** start LISTING **
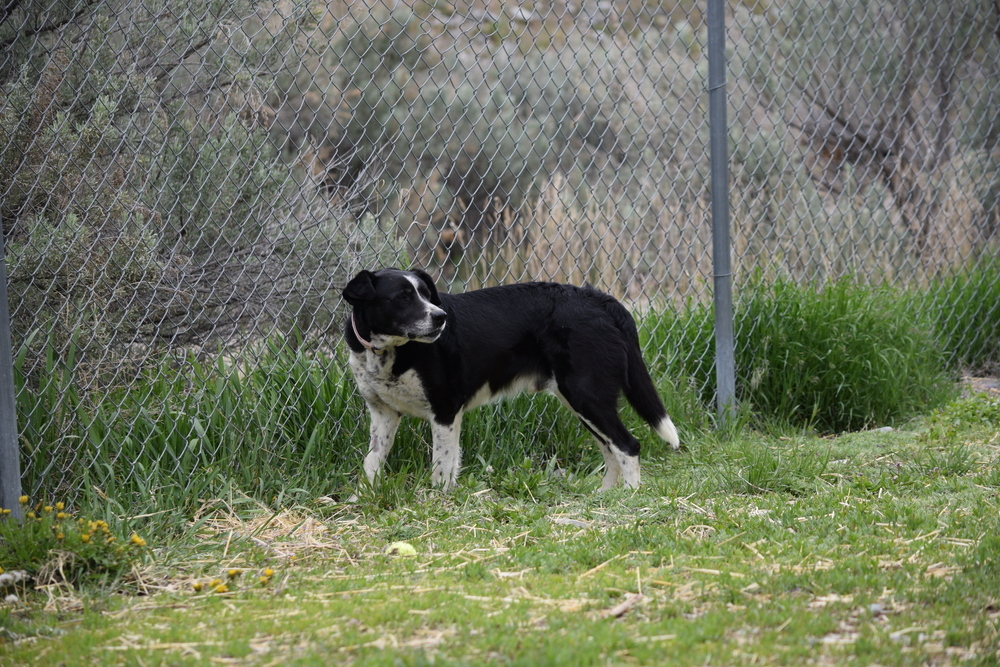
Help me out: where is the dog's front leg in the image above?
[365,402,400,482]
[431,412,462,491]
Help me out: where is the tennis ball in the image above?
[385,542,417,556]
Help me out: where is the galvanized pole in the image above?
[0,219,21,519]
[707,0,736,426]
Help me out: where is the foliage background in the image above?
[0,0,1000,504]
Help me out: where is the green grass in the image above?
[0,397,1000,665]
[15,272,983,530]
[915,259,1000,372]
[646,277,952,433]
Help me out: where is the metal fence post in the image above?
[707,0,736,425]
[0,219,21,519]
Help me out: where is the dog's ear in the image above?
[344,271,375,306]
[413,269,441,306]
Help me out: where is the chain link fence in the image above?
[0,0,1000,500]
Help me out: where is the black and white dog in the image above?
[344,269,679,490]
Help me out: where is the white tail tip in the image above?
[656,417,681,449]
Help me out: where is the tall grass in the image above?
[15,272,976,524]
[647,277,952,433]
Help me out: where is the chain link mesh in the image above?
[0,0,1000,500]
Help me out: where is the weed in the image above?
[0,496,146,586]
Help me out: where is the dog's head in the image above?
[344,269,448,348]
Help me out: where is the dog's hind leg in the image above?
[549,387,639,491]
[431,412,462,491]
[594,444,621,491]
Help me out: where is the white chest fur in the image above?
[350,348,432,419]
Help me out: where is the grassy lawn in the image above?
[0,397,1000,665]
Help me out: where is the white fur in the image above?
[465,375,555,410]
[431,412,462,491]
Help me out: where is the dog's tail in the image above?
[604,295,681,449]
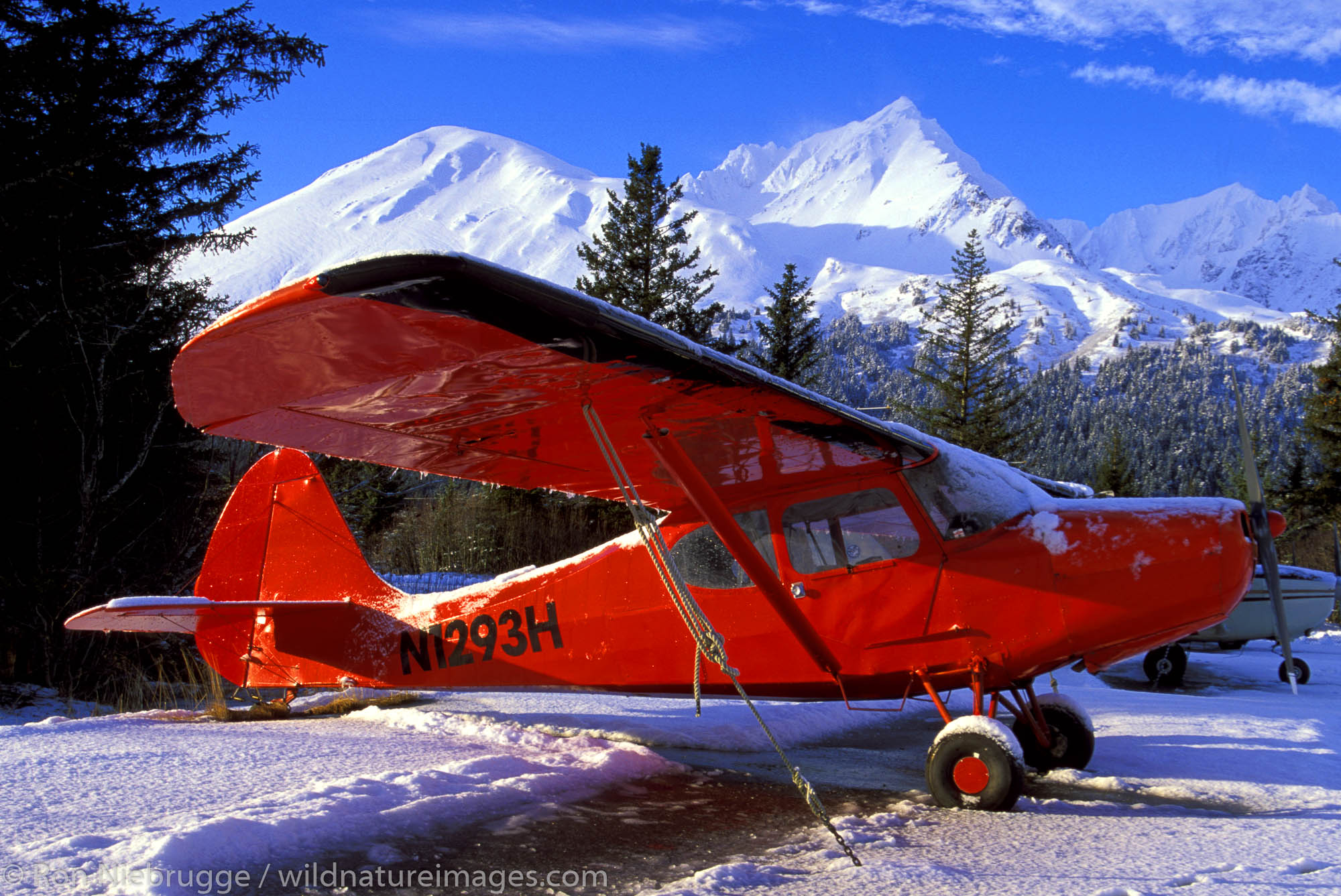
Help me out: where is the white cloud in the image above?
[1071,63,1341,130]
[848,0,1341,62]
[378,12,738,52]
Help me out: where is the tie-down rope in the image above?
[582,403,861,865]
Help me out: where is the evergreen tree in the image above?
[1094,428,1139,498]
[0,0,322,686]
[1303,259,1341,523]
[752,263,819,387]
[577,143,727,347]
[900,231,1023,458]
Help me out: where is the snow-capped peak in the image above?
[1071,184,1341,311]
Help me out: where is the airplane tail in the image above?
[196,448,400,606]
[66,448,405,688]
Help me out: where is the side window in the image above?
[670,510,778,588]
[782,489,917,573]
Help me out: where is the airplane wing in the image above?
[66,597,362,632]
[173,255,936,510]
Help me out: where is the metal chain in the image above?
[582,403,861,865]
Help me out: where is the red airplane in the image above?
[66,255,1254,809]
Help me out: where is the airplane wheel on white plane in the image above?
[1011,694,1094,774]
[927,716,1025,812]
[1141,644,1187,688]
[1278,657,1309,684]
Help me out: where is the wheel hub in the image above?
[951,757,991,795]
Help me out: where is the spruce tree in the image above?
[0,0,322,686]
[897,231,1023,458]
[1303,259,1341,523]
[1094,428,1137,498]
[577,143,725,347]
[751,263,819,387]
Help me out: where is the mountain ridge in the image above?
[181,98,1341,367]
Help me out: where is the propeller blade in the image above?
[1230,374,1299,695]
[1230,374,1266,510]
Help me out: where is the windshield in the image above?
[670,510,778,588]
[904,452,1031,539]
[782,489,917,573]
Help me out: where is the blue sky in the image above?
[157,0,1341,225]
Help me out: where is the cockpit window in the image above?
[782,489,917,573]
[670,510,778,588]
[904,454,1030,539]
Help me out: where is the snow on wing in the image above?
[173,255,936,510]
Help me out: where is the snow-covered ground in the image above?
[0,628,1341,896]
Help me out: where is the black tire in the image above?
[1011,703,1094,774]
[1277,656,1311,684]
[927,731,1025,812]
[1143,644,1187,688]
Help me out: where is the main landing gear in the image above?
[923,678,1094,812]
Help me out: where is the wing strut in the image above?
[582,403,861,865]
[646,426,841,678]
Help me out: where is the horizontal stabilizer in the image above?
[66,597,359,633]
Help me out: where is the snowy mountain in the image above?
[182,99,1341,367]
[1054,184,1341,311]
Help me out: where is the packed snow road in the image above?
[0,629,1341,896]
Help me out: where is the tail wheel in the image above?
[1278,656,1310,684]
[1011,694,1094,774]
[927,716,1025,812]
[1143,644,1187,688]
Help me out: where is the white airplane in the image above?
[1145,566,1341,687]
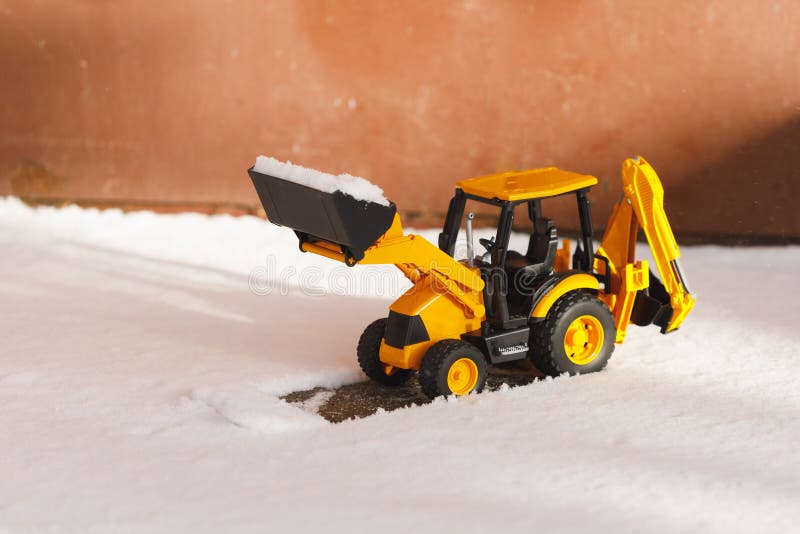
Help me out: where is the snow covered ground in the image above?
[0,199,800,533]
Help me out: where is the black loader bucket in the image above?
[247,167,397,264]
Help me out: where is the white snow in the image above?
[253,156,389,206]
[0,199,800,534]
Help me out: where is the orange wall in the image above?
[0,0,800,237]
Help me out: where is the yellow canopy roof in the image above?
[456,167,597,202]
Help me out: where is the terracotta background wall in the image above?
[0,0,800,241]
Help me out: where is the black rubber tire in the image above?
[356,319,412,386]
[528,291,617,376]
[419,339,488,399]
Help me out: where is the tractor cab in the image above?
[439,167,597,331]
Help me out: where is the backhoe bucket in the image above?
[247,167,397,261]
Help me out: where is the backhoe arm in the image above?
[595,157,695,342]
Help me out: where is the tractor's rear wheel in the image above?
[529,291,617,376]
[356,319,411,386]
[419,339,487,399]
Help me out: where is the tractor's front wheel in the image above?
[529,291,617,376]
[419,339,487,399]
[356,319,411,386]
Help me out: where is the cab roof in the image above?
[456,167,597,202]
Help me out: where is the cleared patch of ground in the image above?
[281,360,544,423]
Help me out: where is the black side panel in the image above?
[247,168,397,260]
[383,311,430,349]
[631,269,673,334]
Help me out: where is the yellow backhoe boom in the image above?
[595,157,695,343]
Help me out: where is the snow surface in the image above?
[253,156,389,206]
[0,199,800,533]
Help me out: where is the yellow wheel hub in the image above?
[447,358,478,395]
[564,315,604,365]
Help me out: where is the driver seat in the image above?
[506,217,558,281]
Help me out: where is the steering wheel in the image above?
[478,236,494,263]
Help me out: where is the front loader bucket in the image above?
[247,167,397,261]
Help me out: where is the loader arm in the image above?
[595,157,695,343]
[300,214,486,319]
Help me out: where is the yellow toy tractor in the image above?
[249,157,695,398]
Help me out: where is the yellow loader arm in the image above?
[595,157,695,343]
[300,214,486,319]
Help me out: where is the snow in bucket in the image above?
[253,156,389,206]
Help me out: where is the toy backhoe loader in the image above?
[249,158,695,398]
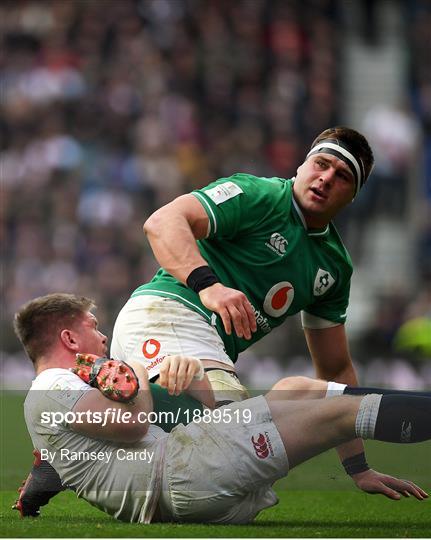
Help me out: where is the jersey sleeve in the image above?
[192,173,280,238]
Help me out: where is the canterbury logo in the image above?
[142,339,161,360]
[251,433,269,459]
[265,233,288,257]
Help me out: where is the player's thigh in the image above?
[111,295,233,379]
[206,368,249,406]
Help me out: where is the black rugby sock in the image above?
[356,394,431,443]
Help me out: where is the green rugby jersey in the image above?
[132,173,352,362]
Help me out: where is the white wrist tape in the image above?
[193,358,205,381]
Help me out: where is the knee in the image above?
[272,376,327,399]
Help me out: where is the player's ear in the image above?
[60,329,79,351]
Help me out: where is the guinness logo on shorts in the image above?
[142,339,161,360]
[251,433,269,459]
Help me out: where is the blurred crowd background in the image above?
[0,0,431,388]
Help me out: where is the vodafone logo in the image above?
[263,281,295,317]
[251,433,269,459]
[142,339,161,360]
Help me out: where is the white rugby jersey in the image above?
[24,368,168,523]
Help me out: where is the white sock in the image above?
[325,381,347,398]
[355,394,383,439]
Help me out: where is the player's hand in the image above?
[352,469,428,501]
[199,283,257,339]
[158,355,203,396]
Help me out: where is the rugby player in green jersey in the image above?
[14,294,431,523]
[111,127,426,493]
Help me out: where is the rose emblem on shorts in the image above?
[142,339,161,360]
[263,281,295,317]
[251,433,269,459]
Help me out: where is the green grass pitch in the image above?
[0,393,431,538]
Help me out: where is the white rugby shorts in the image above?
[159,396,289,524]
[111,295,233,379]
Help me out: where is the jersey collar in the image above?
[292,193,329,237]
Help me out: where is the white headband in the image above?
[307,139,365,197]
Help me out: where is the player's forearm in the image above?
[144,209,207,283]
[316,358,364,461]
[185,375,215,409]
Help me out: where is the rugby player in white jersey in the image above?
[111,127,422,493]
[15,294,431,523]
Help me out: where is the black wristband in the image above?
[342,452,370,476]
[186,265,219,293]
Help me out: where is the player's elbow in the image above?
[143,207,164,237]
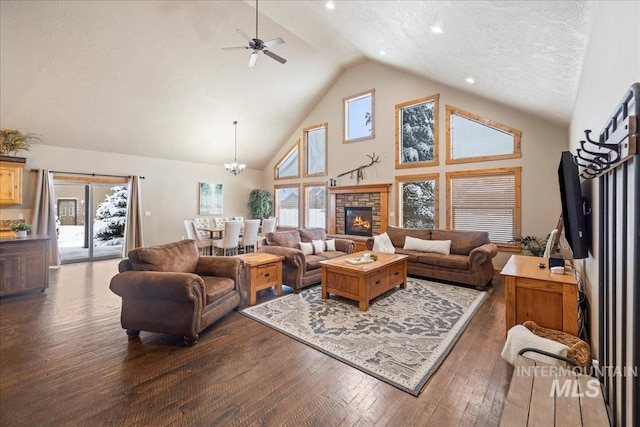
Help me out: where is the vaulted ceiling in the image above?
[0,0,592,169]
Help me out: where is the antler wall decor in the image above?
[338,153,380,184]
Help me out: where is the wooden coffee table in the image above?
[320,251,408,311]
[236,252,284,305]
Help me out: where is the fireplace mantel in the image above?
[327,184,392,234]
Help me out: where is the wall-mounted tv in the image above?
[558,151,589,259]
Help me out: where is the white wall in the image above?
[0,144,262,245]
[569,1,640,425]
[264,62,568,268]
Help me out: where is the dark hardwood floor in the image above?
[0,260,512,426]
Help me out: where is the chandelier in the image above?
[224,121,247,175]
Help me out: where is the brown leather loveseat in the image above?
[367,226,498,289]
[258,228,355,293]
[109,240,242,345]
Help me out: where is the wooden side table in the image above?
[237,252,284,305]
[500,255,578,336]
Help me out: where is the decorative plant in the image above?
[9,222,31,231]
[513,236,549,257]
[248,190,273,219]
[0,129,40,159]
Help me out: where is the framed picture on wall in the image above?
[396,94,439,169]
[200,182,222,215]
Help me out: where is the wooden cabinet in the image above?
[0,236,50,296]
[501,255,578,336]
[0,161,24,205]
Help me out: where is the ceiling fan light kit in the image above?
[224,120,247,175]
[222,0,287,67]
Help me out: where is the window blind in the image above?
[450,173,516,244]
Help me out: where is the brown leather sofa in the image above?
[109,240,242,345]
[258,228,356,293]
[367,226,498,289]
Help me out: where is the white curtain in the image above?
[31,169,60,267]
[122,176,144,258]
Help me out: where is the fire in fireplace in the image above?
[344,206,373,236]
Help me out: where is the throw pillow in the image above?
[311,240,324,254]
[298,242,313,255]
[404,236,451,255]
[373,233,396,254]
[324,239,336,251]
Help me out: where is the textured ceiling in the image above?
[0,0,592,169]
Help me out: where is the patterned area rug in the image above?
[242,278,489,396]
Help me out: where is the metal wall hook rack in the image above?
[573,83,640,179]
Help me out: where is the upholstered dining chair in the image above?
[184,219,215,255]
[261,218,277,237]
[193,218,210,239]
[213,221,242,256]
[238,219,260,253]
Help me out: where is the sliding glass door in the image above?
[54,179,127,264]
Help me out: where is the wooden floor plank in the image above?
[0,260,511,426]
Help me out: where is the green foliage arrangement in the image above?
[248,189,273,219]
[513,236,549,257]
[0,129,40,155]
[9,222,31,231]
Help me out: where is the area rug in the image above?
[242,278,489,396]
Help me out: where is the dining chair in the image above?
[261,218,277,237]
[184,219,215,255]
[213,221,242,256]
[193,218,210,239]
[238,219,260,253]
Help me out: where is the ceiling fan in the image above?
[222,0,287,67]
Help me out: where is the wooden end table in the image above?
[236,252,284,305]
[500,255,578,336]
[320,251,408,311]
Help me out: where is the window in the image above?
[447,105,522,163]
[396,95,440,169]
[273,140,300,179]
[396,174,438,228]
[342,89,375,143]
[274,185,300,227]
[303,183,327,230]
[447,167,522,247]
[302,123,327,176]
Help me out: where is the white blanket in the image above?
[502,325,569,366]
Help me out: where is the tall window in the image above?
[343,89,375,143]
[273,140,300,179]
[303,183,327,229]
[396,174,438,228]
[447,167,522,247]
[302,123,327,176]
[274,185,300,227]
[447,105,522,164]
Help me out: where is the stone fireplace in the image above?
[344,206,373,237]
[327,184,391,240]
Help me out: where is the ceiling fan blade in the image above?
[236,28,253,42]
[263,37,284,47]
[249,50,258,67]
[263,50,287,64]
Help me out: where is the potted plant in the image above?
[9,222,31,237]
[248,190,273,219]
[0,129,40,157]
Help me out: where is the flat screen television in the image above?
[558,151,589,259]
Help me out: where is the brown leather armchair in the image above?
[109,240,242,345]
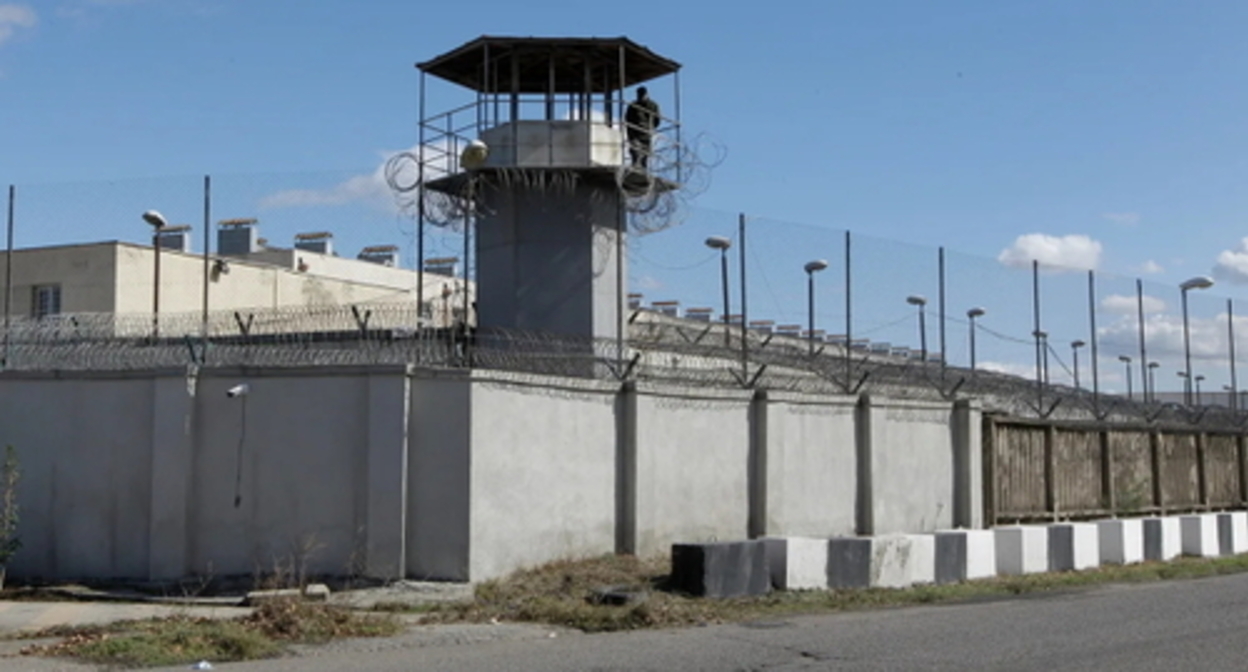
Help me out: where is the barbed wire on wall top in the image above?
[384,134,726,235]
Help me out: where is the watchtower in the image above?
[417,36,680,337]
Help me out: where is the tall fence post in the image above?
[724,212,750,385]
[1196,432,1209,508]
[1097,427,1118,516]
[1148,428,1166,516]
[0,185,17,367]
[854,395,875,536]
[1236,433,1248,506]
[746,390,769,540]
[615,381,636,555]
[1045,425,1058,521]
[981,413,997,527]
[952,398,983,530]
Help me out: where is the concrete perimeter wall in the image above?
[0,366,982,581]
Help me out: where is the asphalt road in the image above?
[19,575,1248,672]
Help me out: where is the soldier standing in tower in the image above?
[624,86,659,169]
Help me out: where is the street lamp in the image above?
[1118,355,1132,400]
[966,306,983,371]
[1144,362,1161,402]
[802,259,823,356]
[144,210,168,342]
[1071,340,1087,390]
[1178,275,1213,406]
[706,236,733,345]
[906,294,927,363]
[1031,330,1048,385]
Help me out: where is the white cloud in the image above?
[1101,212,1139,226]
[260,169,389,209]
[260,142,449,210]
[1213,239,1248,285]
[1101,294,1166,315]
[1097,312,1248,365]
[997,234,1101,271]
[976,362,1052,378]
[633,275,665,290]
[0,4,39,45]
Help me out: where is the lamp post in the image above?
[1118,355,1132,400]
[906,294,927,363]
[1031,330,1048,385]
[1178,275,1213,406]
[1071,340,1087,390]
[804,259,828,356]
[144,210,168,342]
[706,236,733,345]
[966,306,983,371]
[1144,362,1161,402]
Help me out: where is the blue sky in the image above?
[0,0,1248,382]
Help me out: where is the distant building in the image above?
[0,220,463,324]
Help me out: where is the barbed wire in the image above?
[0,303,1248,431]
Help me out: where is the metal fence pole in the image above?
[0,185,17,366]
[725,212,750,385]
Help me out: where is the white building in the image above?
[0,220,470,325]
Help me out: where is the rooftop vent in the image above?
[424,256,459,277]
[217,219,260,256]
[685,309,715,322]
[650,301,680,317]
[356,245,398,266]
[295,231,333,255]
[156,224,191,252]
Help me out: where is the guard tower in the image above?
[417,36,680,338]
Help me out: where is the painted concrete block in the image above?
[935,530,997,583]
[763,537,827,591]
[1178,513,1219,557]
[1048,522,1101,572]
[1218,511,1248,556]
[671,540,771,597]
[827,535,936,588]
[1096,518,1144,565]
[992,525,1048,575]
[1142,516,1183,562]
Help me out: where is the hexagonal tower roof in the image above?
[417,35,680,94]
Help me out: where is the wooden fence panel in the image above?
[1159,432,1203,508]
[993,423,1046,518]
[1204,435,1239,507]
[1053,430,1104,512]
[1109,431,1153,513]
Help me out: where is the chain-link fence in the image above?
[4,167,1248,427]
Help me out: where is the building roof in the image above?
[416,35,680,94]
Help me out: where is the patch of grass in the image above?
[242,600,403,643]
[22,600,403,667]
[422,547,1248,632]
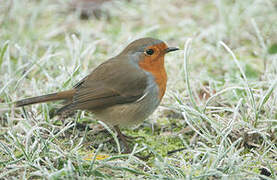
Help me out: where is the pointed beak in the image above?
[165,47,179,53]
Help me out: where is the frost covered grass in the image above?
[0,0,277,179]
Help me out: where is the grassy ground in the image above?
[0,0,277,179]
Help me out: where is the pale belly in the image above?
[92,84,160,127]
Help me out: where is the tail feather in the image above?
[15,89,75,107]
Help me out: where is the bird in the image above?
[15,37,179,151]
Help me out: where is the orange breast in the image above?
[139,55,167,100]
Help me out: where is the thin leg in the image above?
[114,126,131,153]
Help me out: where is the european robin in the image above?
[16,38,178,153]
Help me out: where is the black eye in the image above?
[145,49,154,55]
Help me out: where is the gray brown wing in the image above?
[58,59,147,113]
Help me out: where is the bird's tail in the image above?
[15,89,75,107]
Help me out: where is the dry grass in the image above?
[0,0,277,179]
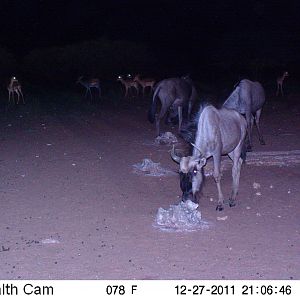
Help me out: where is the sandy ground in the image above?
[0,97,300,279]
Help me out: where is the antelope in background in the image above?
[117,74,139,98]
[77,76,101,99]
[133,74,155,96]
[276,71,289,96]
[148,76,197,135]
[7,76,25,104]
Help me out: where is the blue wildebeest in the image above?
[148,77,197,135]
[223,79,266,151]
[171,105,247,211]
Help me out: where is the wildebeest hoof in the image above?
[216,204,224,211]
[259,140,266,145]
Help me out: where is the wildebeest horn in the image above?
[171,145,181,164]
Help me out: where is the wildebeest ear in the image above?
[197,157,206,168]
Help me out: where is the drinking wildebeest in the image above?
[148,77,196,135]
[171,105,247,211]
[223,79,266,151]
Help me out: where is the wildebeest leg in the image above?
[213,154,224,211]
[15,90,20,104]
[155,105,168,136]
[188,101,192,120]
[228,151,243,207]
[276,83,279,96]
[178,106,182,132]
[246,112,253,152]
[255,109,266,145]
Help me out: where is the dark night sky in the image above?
** end LISTING **
▸ TASK PROMPT: Can you extract every line of the data above that contains the string "dining"? Treat case as significant.

▸ COMPLETED TASK:
Help me out: where is the upholstered dining chair in the image above?
Help me out: where is the dining chair in the image above?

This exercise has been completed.